Your task
Rewrite the lines from the first one through the line containing "[[378, 361], [150, 305]]", keeping the requests as they are, and scale every point coordinate in the answers by 2.35, rounding to whole numbers with halves rounded up. Leave the pictures out.

Entries supplied
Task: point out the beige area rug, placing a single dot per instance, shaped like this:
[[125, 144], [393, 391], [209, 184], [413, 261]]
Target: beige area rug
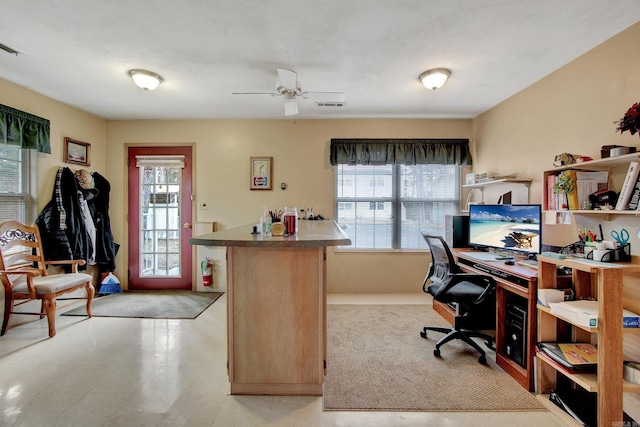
[[378, 361], [150, 305]]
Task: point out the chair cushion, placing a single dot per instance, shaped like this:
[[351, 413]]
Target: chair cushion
[[54, 283], [465, 292]]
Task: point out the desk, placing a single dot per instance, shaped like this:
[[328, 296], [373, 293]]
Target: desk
[[515, 283], [276, 307]]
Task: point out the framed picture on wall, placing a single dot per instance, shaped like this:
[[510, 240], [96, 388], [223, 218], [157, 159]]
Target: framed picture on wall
[[77, 152], [261, 173]]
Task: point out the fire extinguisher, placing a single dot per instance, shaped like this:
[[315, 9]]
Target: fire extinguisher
[[207, 271]]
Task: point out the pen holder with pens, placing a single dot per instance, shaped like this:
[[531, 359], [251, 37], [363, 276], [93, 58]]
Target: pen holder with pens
[[619, 254]]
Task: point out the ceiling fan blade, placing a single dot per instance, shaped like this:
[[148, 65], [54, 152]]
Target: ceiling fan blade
[[288, 78], [290, 107], [257, 93], [325, 96]]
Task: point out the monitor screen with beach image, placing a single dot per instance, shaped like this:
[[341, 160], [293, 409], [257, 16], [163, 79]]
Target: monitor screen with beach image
[[512, 227]]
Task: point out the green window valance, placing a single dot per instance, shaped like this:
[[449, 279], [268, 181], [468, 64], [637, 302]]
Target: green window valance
[[24, 130], [400, 151]]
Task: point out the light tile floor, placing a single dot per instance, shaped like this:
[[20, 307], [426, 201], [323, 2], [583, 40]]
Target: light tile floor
[[143, 372]]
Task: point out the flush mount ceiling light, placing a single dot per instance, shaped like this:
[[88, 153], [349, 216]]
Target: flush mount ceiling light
[[145, 80], [434, 79]]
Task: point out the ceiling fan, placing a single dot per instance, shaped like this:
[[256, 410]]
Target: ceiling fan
[[290, 87]]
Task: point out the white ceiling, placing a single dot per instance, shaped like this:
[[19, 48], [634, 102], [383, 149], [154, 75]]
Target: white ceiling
[[79, 52]]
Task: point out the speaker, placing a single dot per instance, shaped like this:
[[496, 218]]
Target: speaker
[[516, 334], [456, 232]]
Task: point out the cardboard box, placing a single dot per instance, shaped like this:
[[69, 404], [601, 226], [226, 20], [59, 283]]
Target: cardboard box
[[546, 296]]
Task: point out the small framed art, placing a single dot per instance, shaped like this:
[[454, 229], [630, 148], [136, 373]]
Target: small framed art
[[77, 152], [261, 170]]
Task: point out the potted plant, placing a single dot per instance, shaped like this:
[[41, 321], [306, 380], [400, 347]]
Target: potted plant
[[564, 186], [630, 121]]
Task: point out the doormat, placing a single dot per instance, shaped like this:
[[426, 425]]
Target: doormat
[[150, 305]]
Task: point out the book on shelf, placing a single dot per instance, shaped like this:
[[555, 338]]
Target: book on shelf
[[578, 356], [585, 313], [628, 186], [634, 201], [572, 196], [590, 182], [551, 196]]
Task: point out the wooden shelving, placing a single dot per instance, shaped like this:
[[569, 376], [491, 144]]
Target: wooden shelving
[[483, 184], [606, 283]]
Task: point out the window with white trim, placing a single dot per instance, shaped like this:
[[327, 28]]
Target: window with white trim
[[18, 193], [406, 200]]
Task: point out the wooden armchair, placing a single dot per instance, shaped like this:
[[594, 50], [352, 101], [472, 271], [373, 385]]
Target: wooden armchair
[[23, 272]]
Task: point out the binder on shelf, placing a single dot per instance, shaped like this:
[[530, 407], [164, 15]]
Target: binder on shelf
[[577, 356], [551, 196], [572, 196], [589, 183], [585, 313], [634, 201], [627, 187]]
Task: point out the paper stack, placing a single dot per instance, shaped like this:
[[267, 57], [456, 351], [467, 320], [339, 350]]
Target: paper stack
[[585, 313]]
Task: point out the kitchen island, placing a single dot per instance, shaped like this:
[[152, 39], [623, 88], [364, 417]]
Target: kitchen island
[[276, 307]]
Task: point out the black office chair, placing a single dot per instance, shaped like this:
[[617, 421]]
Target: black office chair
[[471, 295]]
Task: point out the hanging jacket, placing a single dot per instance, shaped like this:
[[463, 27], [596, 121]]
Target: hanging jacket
[[62, 228], [106, 249]]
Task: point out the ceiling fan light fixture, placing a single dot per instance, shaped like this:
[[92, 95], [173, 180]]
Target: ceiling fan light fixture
[[145, 80], [435, 78]]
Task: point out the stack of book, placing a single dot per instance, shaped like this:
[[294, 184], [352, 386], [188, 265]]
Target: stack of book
[[581, 184], [629, 198]]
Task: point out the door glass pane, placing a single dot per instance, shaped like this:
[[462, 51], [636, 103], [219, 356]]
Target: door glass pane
[[160, 221]]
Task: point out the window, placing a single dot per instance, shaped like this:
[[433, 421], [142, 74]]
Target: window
[[17, 184], [406, 201]]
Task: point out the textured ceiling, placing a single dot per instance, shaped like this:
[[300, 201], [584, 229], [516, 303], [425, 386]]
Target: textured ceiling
[[79, 52]]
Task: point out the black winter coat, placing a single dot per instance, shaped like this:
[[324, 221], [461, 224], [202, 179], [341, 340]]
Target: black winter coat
[[62, 228]]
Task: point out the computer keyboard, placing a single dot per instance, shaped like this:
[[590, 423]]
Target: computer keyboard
[[531, 263]]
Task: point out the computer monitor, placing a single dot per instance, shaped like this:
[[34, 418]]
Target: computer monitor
[[512, 227]]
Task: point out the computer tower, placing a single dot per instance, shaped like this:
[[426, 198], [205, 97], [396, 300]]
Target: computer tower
[[516, 333], [457, 231]]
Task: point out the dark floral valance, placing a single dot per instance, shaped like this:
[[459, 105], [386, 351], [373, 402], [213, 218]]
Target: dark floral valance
[[24, 130], [400, 151]]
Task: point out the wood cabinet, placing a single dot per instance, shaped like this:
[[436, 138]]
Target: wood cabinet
[[515, 285], [614, 286]]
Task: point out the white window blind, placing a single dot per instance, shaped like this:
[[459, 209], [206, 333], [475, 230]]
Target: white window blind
[[18, 179], [160, 161]]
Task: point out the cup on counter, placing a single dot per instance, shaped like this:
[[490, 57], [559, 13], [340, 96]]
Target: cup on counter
[[598, 254]]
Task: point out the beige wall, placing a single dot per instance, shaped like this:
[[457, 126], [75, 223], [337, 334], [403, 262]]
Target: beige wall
[[571, 110], [65, 121], [300, 150]]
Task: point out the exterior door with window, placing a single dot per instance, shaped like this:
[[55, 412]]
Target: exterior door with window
[[159, 207]]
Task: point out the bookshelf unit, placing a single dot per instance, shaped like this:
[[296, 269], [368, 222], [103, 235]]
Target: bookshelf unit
[[614, 286], [615, 166]]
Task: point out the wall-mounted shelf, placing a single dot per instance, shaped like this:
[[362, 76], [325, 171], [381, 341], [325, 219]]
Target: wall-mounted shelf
[[526, 182], [601, 163]]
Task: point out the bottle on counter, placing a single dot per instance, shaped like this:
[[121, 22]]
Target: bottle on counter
[[290, 220], [265, 223]]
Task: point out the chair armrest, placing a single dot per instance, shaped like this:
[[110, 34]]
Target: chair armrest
[[30, 275], [73, 262]]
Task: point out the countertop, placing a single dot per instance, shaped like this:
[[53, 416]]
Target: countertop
[[310, 234]]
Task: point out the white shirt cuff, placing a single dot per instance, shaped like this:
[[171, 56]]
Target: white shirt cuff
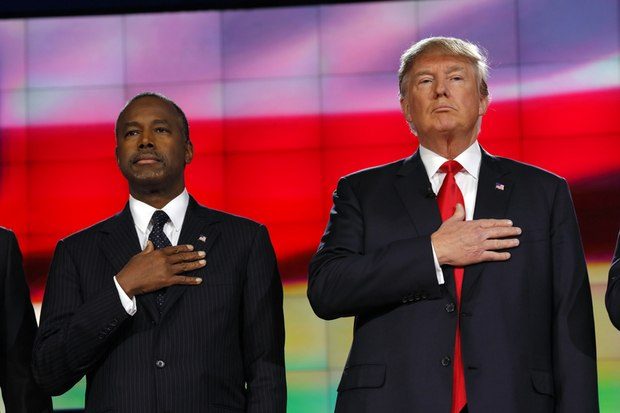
[[129, 304], [438, 269]]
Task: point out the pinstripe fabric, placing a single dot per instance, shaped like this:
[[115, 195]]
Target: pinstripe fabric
[[215, 347], [17, 330], [159, 240]]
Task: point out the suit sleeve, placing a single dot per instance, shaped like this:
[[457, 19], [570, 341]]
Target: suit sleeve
[[19, 391], [574, 347], [75, 333], [345, 280], [612, 297], [263, 330]]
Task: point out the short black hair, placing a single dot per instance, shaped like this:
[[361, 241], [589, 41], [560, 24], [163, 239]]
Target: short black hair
[[180, 113]]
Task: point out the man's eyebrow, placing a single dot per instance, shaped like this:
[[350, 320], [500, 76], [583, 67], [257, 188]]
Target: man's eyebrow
[[455, 68]]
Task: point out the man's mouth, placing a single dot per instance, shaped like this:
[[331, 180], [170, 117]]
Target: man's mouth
[[146, 159], [443, 108]]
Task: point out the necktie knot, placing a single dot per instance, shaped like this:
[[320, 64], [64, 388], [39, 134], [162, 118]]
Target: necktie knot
[[451, 167], [159, 219]]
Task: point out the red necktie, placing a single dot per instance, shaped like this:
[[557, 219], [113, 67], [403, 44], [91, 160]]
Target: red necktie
[[449, 195]]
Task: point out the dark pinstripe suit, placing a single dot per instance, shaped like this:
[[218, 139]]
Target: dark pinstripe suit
[[216, 347], [17, 329]]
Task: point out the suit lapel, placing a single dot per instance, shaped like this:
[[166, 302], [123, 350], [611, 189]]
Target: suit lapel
[[492, 198], [415, 190], [198, 230], [119, 244]]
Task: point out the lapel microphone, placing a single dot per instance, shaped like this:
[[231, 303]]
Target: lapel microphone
[[430, 193]]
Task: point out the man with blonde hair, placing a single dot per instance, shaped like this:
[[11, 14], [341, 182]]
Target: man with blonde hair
[[464, 271]]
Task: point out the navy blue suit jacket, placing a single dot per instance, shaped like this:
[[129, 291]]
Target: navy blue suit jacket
[[17, 330], [612, 297], [526, 324]]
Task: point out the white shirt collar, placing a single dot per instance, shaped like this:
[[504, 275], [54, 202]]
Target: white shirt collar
[[469, 159], [142, 212]]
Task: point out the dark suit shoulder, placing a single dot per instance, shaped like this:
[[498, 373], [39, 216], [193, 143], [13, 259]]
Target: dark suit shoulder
[[227, 218], [7, 239], [378, 170], [526, 170], [6, 234], [89, 234]]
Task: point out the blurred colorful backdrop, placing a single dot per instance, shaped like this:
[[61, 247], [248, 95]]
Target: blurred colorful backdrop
[[284, 101]]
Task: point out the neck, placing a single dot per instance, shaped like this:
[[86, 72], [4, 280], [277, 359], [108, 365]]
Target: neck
[[447, 146], [155, 197]]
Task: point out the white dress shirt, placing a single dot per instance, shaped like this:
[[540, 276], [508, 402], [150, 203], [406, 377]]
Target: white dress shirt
[[141, 214], [466, 180]]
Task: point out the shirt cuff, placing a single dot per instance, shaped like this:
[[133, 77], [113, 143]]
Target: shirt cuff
[[129, 304], [438, 269]]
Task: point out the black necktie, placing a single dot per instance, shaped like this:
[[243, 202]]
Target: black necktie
[[159, 240]]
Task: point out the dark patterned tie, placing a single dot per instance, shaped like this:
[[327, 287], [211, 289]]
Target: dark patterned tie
[[159, 240], [449, 195]]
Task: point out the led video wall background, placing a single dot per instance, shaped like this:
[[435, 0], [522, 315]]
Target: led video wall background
[[284, 101]]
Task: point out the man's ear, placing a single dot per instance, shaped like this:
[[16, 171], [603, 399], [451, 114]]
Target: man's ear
[[404, 108], [484, 105], [189, 151]]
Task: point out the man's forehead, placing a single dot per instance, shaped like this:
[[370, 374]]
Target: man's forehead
[[443, 59]]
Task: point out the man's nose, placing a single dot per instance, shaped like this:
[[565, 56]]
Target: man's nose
[[441, 88]]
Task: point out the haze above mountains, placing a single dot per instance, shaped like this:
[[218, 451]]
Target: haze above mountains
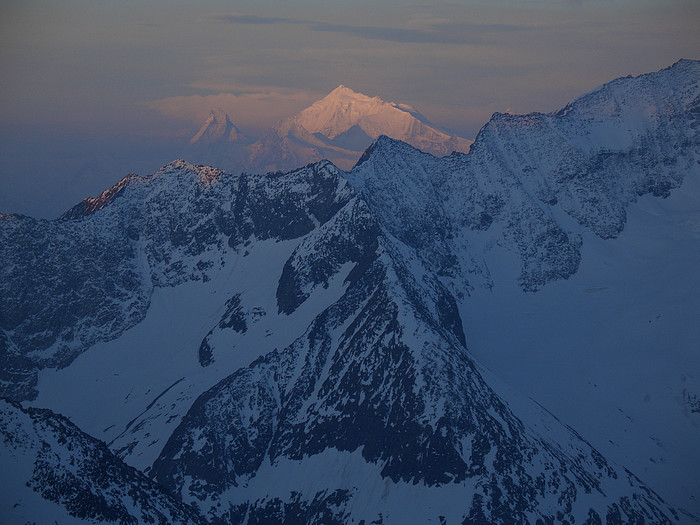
[[339, 127], [510, 334]]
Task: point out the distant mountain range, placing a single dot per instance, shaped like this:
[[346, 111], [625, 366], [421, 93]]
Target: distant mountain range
[[338, 128], [202, 346]]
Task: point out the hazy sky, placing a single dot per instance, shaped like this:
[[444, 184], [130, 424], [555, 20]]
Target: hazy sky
[[91, 90]]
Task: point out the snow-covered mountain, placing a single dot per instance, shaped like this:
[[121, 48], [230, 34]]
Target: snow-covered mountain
[[60, 474], [338, 128], [301, 346], [217, 128]]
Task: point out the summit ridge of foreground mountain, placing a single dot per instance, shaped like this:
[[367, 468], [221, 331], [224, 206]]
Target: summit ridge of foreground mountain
[[296, 347]]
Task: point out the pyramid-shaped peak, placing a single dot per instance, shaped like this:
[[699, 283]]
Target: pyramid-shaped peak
[[217, 128], [344, 92]]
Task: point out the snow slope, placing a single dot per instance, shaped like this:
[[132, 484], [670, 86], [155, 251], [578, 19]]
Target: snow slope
[[298, 346]]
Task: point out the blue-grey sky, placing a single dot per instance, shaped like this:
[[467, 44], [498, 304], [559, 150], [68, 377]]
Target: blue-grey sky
[[91, 90]]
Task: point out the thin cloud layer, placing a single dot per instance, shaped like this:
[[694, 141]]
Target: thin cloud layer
[[437, 32], [254, 110]]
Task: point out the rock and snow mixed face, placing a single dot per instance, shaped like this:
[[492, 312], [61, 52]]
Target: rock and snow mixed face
[[291, 346]]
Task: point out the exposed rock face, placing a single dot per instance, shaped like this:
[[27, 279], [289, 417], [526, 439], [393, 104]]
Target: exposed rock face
[[353, 393]]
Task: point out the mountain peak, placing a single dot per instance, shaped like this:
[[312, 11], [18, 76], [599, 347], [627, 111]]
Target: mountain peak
[[217, 128]]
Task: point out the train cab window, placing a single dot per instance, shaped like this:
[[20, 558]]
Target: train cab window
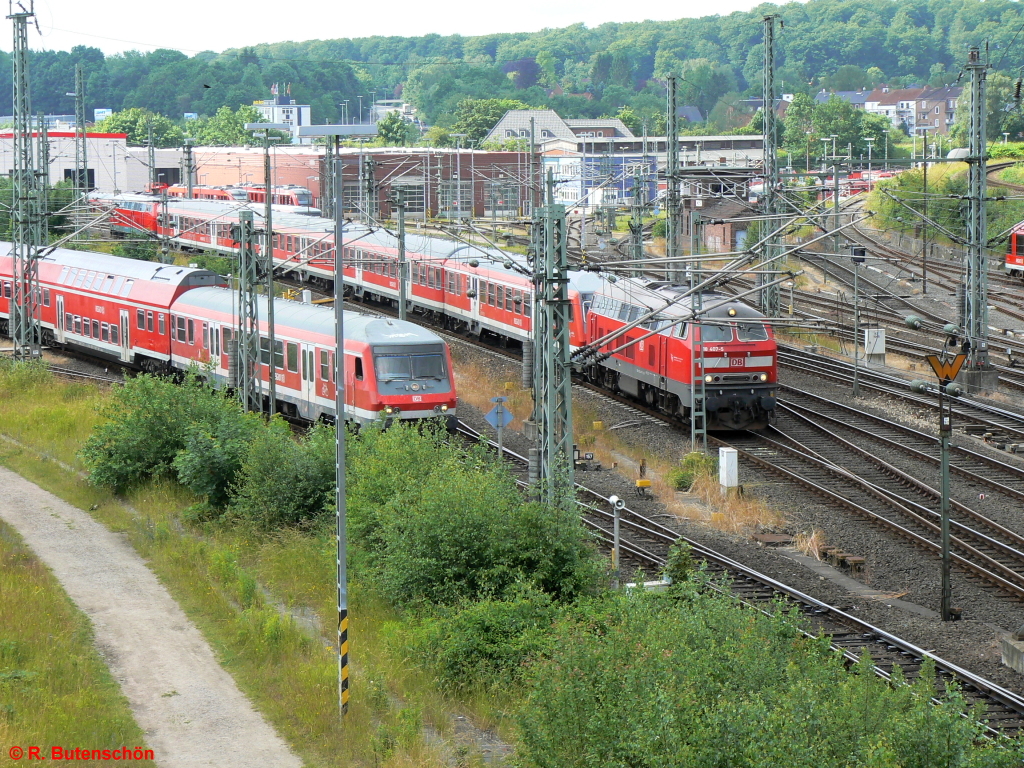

Finished task
Task: point out the beige area rug, placing a single dot per instance, shaped like this:
[[125, 144], [393, 391], [209, 184], [413, 261]]
Target: beige area rug
[[888, 848], [353, 717]]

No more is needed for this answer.